Stated task: Convert the records starting at the line that contains "Check that every instance of the rolled-up" and ending at the last line of the records into a JSON list of strings, one string per line, with blank lines omitted.

================================

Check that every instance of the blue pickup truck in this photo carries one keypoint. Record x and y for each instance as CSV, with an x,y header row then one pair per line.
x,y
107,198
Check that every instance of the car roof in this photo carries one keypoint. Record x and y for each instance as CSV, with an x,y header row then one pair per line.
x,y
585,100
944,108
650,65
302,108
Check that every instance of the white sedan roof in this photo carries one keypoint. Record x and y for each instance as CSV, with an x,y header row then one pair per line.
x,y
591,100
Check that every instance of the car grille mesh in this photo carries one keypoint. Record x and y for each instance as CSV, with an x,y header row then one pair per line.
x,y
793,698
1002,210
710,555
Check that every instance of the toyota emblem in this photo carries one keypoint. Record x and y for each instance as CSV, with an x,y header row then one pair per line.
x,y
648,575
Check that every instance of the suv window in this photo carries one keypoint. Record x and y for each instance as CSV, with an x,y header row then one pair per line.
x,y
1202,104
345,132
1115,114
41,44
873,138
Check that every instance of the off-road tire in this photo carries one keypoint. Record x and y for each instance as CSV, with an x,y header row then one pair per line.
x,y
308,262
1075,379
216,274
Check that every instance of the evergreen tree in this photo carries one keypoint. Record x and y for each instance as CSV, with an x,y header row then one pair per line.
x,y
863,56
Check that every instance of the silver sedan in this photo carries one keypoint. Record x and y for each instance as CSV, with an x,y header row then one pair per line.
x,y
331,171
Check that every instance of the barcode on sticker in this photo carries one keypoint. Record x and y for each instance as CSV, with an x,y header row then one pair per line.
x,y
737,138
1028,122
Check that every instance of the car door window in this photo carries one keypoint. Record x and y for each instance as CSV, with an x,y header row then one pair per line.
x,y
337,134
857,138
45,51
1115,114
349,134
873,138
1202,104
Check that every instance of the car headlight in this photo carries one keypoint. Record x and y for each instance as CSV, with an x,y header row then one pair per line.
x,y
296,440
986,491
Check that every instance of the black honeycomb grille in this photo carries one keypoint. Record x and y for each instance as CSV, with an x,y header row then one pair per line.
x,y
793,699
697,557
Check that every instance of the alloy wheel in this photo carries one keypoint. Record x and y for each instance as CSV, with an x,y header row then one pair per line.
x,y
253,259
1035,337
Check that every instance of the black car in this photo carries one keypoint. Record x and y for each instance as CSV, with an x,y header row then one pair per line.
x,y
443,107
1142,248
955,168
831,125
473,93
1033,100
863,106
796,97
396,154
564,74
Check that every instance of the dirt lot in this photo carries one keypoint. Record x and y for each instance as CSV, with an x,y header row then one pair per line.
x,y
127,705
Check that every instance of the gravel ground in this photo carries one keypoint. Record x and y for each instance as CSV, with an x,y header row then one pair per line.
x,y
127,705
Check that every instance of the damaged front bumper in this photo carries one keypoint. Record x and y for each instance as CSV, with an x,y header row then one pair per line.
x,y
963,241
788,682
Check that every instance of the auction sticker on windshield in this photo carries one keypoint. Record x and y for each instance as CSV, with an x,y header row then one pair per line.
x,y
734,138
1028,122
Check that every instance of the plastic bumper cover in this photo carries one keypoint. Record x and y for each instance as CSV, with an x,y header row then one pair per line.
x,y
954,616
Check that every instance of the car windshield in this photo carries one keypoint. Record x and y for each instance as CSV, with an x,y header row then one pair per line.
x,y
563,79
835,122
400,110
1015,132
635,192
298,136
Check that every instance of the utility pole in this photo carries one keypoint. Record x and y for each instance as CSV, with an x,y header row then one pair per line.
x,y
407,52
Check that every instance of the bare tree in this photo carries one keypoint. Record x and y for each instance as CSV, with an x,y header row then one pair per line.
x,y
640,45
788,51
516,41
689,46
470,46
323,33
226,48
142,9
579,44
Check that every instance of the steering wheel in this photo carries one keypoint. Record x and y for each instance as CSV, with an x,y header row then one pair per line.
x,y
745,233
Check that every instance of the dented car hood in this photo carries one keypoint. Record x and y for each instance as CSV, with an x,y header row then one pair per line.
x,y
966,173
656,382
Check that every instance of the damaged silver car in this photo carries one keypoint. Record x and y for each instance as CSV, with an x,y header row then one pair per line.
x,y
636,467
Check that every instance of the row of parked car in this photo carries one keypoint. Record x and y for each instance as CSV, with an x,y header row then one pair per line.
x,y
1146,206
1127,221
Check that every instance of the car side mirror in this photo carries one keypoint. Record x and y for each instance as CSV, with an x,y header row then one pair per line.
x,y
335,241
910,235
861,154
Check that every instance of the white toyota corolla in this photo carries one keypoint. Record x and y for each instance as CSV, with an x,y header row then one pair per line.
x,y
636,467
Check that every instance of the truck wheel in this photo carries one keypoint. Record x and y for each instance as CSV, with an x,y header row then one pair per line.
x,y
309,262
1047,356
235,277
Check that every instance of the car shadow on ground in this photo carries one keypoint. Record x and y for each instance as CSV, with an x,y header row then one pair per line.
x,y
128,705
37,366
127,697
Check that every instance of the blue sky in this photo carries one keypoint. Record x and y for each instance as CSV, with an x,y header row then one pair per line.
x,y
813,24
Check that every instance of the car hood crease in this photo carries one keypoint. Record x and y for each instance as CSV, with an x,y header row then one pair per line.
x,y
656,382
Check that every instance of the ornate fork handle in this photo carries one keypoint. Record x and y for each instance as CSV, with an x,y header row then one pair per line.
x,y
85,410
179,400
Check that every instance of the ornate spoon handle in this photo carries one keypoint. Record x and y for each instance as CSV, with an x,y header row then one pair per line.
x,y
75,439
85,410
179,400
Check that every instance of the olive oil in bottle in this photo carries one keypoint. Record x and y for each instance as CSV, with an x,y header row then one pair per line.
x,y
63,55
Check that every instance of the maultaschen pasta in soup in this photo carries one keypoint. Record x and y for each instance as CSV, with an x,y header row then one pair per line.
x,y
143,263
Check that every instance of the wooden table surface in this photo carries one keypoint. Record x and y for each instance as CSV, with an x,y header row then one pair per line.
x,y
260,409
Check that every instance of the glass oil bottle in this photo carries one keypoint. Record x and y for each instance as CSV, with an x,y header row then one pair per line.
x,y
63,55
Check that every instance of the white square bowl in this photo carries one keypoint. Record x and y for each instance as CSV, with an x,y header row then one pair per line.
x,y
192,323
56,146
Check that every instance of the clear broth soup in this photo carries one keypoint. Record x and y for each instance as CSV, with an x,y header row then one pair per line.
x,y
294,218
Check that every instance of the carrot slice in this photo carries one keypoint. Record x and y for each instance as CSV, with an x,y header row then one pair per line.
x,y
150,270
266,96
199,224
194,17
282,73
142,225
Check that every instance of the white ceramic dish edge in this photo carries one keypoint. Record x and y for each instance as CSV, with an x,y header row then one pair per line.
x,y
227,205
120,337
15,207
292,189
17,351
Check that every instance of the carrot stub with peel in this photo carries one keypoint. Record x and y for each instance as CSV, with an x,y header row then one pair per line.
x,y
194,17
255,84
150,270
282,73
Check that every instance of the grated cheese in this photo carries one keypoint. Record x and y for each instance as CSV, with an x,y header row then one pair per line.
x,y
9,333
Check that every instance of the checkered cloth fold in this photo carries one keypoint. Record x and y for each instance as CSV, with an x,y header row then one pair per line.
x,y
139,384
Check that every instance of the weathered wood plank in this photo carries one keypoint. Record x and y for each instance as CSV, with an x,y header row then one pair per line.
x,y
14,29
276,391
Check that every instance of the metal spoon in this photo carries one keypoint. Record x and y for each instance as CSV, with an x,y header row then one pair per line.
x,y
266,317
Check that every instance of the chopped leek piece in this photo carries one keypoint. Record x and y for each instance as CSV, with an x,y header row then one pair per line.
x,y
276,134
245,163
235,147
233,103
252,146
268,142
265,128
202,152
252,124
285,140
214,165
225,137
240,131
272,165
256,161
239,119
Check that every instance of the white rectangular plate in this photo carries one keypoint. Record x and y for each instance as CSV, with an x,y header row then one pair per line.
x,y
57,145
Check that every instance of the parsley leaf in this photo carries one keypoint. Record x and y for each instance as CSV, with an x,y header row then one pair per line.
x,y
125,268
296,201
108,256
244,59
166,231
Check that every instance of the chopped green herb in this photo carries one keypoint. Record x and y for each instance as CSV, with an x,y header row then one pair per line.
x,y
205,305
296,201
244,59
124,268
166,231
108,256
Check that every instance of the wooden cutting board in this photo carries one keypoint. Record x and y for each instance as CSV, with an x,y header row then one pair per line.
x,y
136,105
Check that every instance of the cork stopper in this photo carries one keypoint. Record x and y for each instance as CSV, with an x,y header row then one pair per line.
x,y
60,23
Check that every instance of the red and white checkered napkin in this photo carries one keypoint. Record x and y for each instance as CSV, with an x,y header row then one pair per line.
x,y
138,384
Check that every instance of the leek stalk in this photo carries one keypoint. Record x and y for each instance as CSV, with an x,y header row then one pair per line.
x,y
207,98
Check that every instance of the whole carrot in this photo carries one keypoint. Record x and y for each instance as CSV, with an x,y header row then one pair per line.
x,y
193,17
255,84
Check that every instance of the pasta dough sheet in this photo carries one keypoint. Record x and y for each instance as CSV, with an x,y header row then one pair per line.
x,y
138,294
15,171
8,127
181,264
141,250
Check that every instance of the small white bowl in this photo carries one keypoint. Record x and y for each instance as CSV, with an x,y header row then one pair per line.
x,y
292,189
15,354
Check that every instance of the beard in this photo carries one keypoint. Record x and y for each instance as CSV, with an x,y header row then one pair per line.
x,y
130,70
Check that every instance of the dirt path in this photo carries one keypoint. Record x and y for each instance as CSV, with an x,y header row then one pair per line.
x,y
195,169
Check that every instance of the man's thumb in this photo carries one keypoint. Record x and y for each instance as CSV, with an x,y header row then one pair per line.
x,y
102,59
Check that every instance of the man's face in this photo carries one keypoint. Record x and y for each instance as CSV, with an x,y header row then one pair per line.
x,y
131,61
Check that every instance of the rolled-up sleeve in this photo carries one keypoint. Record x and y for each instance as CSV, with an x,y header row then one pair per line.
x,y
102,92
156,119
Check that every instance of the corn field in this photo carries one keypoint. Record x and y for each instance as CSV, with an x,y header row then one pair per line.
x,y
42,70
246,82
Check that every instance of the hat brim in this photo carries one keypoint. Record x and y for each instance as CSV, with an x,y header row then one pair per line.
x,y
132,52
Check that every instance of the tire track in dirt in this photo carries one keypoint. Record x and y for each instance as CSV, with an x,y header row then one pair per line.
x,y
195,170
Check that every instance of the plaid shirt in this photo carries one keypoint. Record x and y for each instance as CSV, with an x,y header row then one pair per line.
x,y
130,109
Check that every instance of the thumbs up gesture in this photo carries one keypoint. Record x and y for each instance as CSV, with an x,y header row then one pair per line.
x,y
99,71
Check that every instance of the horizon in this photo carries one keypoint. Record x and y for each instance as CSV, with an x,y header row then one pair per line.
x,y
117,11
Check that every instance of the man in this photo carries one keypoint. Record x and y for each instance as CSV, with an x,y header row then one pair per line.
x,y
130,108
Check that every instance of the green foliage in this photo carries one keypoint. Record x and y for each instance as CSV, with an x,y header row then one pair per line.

================================

In response:
[
  "Check that every instance of the rolled-up sleeve in this photo carries one keypoint. Record x and y for each instance as CSV, with an x,y header row then one pair per line.",
  "x,y",
  "102,92",
  "156,119",
  "Check that every instance of the corn field in this photo carries one keypoint. Record x and y for each instance as CSV, with an x,y header row then one pair per line.",
  "x,y",
  "42,70",
  "246,82",
  "Check that every instance of the hat brim in this photo carries one keypoint. Record x and y for each instance as CSV, with an x,y header row then one pair per line.",
  "x,y",
  "132,52",
  "Check that every instance of the tire track in dirt in this photo carries one keypoint. Record x and y for each instance as CSV, with an x,y header row then one pair per line.",
  "x,y",
  "195,170",
  "Check that every instance of the plaid shirt in this photo carries one keypoint. Record x and y for each instance as CSV, with an x,y header row then one pair per line.",
  "x,y",
  "130,109",
  "Check that every instance of the thumbs up gesture in this photo carries one keypoint. Record x and y for each instance as CSV, with an x,y header row then one pair per line.",
  "x,y",
  "99,71",
  "Check that every instance of the horizon in this photo carries one keypoint. Record x and y for each instance as CSV, with an x,y header row then one pair per line.",
  "x,y",
  "117,11",
  "Check that every instance of the man in this photo carries one keypoint. Record x and y for each instance as CSV, with an x,y header row then one pair per line.",
  "x,y",
  "130,108",
  "Check that every instance of the green foliage in this photo carries one keypoint. Record x and y for each instance as CSV, with an x,y header row then one pair per line."
]